[Records shown]
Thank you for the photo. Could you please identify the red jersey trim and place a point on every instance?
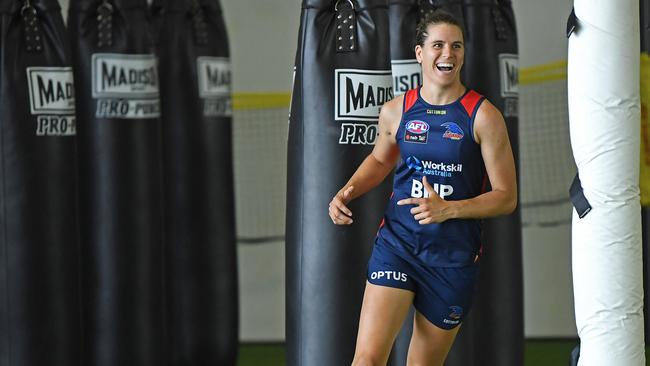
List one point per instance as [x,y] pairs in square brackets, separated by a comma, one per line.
[410,98]
[470,101]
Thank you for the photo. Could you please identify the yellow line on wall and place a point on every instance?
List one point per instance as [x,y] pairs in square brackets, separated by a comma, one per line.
[261,100]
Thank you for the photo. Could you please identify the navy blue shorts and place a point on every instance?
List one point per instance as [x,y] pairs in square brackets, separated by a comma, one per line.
[443,295]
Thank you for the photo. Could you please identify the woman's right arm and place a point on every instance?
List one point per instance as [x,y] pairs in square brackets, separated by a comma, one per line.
[375,167]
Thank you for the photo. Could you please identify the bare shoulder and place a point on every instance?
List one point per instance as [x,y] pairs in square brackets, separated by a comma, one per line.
[488,122]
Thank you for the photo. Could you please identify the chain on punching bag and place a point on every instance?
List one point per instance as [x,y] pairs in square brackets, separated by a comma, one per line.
[201,272]
[120,182]
[39,254]
[342,78]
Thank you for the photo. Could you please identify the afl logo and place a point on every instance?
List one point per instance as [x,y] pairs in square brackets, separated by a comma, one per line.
[453,132]
[416,131]
[418,127]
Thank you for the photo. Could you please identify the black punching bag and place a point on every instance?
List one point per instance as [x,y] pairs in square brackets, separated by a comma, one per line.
[201,265]
[494,332]
[342,78]
[119,129]
[39,255]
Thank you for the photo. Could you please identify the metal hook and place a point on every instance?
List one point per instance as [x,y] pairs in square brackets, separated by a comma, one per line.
[27,6]
[106,5]
[336,6]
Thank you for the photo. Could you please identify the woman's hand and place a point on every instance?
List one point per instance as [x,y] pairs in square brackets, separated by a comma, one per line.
[430,210]
[339,212]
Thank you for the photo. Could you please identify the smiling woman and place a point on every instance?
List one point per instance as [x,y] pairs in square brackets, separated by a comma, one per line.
[430,233]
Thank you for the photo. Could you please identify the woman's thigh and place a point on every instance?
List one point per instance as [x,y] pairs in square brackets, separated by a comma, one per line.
[382,314]
[429,343]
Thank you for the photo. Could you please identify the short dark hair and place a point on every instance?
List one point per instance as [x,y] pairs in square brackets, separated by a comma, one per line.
[433,18]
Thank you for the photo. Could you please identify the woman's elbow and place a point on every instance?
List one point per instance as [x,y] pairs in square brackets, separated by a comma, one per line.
[511,204]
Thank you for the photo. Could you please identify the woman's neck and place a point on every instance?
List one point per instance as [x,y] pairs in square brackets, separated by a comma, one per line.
[441,95]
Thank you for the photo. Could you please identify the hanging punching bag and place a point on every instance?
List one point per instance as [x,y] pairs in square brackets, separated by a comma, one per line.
[201,265]
[342,77]
[39,253]
[120,182]
[494,333]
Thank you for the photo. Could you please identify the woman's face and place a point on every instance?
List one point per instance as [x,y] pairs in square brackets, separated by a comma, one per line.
[442,54]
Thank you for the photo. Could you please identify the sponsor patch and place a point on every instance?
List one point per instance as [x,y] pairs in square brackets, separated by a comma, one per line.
[214,76]
[453,131]
[416,131]
[455,315]
[509,72]
[407,74]
[125,86]
[389,275]
[456,312]
[418,190]
[51,99]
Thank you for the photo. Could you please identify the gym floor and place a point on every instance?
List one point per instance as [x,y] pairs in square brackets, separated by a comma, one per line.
[537,353]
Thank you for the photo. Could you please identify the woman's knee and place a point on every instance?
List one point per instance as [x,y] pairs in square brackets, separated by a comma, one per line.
[368,359]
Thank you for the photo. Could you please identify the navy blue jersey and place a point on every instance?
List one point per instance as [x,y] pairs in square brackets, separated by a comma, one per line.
[436,141]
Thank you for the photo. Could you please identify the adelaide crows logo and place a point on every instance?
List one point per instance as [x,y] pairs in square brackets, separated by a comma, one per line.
[453,132]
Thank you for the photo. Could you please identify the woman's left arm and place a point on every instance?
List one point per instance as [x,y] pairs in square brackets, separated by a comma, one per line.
[491,133]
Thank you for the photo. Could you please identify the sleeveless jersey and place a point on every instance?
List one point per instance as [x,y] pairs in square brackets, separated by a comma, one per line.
[436,141]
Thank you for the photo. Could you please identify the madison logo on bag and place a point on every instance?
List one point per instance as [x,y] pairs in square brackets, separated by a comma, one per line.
[125,86]
[359,95]
[407,74]
[214,85]
[51,97]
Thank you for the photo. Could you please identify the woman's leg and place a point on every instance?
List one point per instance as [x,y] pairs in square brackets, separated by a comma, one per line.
[382,314]
[429,344]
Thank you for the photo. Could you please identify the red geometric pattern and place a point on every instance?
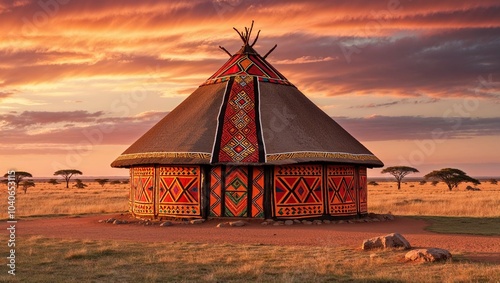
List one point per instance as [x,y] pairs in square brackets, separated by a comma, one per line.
[247,65]
[363,191]
[239,141]
[298,191]
[342,195]
[216,191]
[236,192]
[258,192]
[179,191]
[142,189]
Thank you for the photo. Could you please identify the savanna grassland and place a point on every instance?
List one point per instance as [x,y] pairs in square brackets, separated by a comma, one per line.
[41,259]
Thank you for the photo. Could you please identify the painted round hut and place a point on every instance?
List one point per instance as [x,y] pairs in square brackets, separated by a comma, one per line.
[247,143]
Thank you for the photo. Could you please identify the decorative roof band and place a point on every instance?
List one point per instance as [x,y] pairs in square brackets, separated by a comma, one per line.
[197,155]
[261,79]
[318,154]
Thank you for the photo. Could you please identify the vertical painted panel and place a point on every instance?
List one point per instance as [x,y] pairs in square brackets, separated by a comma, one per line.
[216,191]
[342,194]
[297,191]
[143,189]
[363,191]
[258,192]
[236,191]
[179,191]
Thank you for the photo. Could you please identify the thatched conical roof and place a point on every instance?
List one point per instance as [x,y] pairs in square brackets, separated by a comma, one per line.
[246,113]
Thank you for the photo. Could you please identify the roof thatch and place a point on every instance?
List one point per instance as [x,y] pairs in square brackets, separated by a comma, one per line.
[246,113]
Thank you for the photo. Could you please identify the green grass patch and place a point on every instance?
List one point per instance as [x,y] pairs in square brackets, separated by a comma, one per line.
[485,226]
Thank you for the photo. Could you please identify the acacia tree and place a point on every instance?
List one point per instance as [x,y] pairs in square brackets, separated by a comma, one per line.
[26,184]
[452,177]
[53,182]
[399,172]
[79,184]
[102,182]
[19,176]
[67,174]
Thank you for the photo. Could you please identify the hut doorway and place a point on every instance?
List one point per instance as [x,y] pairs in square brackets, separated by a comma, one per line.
[237,191]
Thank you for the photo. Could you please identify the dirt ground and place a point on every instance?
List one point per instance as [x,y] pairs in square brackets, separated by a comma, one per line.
[478,248]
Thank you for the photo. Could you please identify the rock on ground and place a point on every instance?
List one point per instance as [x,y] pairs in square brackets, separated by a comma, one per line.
[393,240]
[238,223]
[430,255]
[166,223]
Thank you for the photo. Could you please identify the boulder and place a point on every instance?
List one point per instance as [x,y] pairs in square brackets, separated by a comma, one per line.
[225,224]
[469,188]
[393,240]
[430,255]
[389,217]
[166,223]
[197,221]
[238,223]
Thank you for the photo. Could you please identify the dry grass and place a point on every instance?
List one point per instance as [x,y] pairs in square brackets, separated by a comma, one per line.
[45,199]
[419,200]
[434,201]
[51,260]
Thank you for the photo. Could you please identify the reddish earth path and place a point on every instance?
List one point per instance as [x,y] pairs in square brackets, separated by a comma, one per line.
[484,248]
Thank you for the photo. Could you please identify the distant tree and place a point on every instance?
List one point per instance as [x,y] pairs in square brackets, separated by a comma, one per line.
[102,182]
[53,182]
[79,184]
[452,177]
[67,174]
[27,184]
[399,172]
[19,176]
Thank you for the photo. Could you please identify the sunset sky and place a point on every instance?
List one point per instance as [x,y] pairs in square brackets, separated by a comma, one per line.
[417,82]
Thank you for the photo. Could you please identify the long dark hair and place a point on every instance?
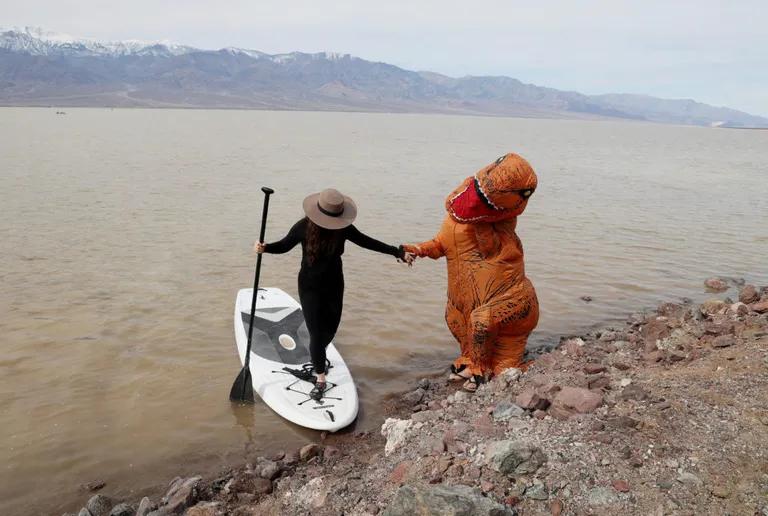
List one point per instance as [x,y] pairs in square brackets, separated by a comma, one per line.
[320,241]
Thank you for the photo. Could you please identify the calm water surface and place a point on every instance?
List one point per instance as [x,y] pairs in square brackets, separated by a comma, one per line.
[126,233]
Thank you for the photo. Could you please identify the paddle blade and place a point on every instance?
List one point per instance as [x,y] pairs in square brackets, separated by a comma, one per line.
[242,389]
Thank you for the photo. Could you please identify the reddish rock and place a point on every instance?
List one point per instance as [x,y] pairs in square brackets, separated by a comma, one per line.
[716,284]
[580,400]
[602,438]
[621,486]
[527,398]
[486,486]
[330,452]
[261,486]
[399,473]
[308,451]
[594,368]
[723,341]
[749,294]
[712,307]
[654,356]
[599,382]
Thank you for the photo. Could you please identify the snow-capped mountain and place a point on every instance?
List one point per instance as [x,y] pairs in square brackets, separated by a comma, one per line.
[36,41]
[44,68]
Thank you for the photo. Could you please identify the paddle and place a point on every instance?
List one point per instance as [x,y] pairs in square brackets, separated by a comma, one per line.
[242,389]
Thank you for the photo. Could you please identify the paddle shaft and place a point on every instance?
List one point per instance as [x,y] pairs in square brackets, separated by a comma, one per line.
[267,192]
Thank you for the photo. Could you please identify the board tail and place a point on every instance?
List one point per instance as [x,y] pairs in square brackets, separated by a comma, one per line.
[242,389]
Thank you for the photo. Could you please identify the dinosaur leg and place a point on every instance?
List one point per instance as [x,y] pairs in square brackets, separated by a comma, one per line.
[500,329]
[513,336]
[458,327]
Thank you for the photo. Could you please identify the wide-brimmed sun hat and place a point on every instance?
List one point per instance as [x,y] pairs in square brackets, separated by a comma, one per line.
[330,209]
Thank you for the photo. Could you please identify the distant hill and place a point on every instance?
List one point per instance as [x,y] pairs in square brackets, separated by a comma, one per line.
[41,69]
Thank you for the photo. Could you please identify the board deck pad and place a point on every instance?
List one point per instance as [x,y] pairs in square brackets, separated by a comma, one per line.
[266,334]
[282,376]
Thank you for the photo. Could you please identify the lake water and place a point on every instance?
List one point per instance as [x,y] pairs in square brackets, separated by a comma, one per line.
[126,233]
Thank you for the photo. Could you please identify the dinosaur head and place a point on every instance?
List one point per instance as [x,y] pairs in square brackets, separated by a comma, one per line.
[497,192]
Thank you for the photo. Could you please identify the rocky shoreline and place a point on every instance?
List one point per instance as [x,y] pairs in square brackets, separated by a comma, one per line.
[667,414]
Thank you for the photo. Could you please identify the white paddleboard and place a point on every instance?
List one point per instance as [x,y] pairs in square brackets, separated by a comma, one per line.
[281,340]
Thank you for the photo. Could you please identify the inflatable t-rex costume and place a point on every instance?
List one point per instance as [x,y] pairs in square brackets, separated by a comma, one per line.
[492,306]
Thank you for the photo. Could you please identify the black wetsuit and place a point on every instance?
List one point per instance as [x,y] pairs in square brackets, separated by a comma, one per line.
[321,283]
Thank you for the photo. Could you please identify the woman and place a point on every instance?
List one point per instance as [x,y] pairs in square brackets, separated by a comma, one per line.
[322,234]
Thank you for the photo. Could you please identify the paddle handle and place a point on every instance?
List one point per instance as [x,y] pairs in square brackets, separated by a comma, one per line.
[267,192]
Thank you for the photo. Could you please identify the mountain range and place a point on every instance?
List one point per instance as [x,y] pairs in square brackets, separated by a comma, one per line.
[39,68]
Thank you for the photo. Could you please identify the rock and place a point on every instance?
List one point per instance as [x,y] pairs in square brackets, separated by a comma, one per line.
[505,410]
[602,496]
[716,284]
[624,422]
[99,505]
[291,458]
[723,341]
[486,486]
[261,486]
[508,376]
[739,309]
[205,509]
[599,382]
[269,470]
[654,331]
[712,307]
[621,486]
[308,451]
[122,509]
[721,491]
[633,392]
[93,486]
[514,457]
[594,368]
[246,498]
[399,473]
[395,431]
[312,495]
[414,397]
[424,416]
[581,400]
[441,500]
[573,346]
[538,491]
[749,294]
[689,479]
[455,471]
[182,494]
[330,452]
[145,507]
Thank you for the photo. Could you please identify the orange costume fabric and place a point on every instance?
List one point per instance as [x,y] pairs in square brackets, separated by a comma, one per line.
[492,306]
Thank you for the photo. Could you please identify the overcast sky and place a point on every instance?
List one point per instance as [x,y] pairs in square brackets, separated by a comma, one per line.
[712,51]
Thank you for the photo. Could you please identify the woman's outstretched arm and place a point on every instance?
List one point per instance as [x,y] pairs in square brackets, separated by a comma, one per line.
[289,241]
[356,237]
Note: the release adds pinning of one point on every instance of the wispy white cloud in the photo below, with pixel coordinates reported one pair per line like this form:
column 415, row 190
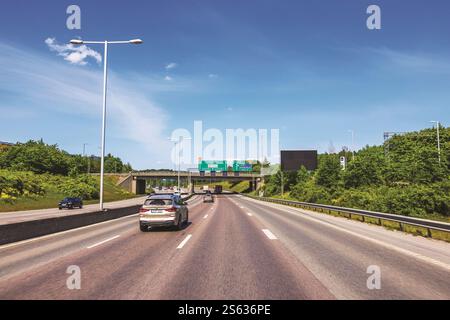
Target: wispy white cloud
column 171, row 65
column 73, row 54
column 42, row 83
column 413, row 61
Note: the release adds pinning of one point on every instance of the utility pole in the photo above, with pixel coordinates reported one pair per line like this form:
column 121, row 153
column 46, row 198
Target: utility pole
column 282, row 183
column 438, row 138
column 353, row 143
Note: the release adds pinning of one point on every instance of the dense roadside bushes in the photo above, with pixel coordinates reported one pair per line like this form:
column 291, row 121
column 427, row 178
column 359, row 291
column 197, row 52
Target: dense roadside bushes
column 34, row 169
column 403, row 176
column 38, row 157
column 17, row 184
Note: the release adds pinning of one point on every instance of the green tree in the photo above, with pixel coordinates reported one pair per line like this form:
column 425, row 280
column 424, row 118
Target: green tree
column 328, row 172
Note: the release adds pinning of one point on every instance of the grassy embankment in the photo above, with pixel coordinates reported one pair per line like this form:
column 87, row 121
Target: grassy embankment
column 53, row 195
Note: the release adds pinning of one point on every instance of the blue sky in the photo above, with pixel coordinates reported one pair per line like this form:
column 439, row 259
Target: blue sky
column 309, row 68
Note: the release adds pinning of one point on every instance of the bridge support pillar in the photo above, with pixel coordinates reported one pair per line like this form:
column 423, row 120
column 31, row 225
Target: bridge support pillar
column 138, row 186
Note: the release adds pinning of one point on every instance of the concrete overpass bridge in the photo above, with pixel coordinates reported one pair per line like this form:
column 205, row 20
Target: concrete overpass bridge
column 135, row 182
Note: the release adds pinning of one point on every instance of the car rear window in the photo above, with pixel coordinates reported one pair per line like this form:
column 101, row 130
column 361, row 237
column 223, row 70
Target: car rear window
column 158, row 202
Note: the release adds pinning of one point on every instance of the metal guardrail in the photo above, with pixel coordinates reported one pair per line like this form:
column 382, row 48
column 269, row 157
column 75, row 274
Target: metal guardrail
column 402, row 221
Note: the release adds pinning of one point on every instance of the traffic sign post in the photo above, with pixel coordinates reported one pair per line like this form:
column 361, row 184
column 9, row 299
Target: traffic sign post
column 242, row 166
column 208, row 165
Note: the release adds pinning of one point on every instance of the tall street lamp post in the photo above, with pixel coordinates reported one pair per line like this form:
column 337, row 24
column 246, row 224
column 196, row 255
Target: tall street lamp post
column 105, row 79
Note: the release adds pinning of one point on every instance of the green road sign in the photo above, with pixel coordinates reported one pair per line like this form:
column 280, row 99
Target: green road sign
column 206, row 165
column 242, row 166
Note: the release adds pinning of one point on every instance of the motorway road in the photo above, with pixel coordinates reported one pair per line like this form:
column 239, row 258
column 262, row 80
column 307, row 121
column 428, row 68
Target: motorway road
column 27, row 215
column 236, row 248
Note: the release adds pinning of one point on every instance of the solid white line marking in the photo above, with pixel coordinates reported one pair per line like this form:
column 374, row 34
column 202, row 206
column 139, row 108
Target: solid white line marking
column 418, row 256
column 102, row 242
column 184, row 242
column 269, row 234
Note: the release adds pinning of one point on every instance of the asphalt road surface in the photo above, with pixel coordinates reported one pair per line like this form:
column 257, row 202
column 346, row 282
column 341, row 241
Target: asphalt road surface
column 27, row 215
column 236, row 248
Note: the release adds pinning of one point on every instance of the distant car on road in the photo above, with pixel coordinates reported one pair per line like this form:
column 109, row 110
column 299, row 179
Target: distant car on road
column 208, row 197
column 70, row 203
column 163, row 211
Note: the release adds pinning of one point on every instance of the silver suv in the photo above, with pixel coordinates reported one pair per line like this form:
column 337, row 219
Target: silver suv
column 163, row 211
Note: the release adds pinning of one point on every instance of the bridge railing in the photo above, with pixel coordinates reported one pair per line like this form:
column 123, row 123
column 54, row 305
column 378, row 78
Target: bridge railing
[/Records shown]
__Exercise aim__
Give back, unchanged, the run of lines in the listing above that begins at the line containing "Target: blue sky" and ends at the line containing "the car rear", both included.

__Answer to the exercise__
Target: blue sky
column 309, row 68
Note: the release adds pinning of one point on every instance of the bridge support pillar in the photo above, with pixel coordinates reported one pair per line like this form:
column 423, row 120
column 31, row 225
Target: bridge support pillar
column 138, row 186
Note: the release adds pinning of one point on every instance of the concrete overpass bridge in the photo above, with pixel coordinates reported one pair per line like this form:
column 205, row 20
Target: concrete overpass bridge
column 135, row 182
Note: the release adds pinning of one point on every instance of the car rear window in the photo above, with pixel coordinates reported one pair per line like this form:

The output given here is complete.